- _SHORT TASK_: Count the lines of the data below that contain the string "crate", treating uppercase and lowercase letters as different. Reply with that number only.

• • • • • • •

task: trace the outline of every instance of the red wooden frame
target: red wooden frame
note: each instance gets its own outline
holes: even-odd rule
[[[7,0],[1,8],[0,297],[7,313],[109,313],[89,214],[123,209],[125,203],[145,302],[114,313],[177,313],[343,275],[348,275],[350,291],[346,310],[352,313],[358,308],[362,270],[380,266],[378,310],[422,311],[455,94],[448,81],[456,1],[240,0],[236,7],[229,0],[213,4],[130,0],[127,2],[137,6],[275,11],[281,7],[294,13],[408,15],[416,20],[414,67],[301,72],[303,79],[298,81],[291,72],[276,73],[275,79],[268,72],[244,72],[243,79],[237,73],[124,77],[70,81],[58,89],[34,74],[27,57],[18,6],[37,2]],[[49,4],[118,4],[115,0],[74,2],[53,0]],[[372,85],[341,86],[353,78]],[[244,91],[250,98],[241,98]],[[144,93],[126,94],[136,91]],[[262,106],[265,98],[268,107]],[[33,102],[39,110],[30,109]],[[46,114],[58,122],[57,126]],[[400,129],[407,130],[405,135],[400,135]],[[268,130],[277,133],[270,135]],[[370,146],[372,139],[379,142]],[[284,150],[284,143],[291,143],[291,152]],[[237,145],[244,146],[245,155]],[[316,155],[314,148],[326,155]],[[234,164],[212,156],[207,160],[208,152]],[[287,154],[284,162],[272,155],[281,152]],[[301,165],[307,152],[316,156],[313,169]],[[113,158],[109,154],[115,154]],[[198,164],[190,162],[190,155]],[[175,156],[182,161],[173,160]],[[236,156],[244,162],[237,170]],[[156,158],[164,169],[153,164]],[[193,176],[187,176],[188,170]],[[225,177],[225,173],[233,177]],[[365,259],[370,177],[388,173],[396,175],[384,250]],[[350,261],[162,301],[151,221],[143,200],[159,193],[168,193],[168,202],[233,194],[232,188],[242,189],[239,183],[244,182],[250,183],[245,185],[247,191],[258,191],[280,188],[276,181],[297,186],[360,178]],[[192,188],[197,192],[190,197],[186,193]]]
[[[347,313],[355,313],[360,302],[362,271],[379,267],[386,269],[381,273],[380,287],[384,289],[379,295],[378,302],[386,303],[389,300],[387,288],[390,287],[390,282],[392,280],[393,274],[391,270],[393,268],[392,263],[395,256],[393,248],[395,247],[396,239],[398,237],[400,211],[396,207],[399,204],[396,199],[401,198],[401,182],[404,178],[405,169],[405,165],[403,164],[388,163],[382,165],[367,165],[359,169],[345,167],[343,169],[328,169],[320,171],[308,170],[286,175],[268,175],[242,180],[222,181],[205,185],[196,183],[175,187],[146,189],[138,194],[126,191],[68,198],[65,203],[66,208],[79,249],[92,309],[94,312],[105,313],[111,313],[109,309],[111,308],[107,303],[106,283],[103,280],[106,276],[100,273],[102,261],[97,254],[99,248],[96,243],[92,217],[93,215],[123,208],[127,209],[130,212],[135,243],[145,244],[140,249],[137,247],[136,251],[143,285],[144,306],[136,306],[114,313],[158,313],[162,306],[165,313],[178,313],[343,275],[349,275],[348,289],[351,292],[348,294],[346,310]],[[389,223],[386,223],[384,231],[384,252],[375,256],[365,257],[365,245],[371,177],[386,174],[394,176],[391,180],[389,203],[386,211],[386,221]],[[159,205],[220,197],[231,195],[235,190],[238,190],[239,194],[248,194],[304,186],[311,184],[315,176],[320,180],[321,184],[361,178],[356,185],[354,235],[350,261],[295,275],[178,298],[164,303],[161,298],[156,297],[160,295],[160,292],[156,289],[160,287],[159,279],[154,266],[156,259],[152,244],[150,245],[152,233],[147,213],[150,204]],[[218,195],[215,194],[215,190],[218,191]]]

• • • • • • •

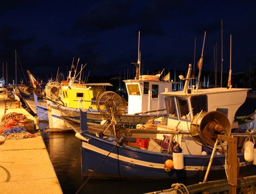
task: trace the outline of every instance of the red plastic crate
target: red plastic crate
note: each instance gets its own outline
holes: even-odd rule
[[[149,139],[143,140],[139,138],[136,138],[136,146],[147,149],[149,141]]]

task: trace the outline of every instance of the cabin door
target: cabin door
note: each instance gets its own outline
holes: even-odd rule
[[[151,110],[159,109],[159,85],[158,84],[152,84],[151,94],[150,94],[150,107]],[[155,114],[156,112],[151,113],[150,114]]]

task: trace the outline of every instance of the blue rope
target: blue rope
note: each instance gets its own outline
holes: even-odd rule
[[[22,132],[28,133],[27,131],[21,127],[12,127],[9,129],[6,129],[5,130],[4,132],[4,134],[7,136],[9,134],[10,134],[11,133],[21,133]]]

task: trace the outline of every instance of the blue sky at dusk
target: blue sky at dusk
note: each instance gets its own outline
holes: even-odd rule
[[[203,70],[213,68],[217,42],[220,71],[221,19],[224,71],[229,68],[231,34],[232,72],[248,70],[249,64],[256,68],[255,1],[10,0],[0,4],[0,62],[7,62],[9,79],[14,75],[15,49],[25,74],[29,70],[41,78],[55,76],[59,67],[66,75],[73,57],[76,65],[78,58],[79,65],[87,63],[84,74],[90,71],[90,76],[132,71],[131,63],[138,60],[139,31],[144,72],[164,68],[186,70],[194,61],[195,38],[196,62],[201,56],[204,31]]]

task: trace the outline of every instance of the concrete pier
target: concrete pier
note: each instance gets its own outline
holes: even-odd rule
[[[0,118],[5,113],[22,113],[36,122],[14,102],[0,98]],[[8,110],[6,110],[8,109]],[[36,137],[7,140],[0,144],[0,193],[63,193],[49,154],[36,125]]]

• • • • • • •

- _SOLVED PROBLEM_: 2